Records from a data collection
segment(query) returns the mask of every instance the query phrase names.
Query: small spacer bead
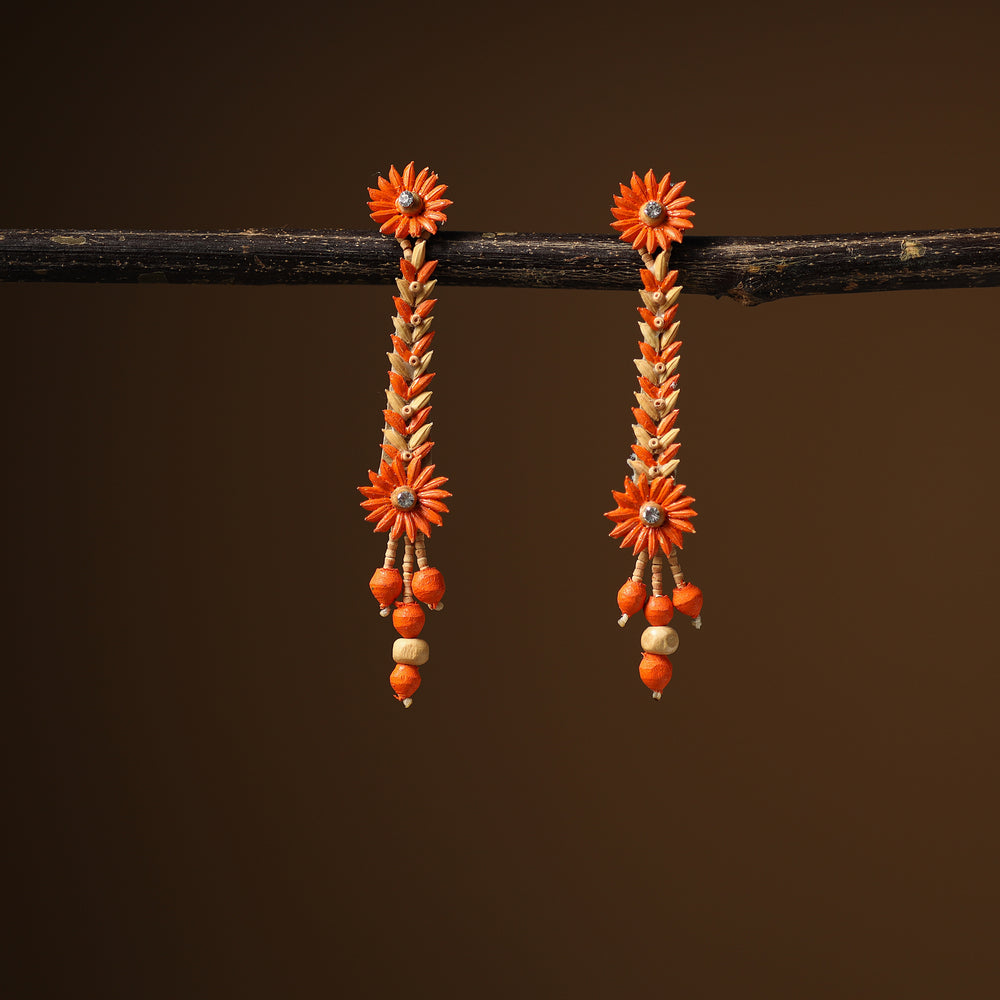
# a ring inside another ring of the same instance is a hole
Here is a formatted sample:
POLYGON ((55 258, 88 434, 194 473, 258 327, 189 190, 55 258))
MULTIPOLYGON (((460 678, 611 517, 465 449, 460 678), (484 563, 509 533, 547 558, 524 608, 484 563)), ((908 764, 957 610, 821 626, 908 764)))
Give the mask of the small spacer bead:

→ **REQUIREMENT**
Every line from the one that contains "POLYGON ((55 258, 88" down to and including the last line of the records above must be set down exactly, with nothing else.

→ **REPLY TO THE EXERCISE**
POLYGON ((55 258, 88 434, 194 473, 258 327, 189 190, 55 258))
MULTIPOLYGON (((460 678, 611 517, 465 449, 460 678), (484 563, 509 533, 547 558, 524 608, 484 563)), ((908 764, 957 610, 821 626, 908 764)))
Give the mask of the small spacer bead:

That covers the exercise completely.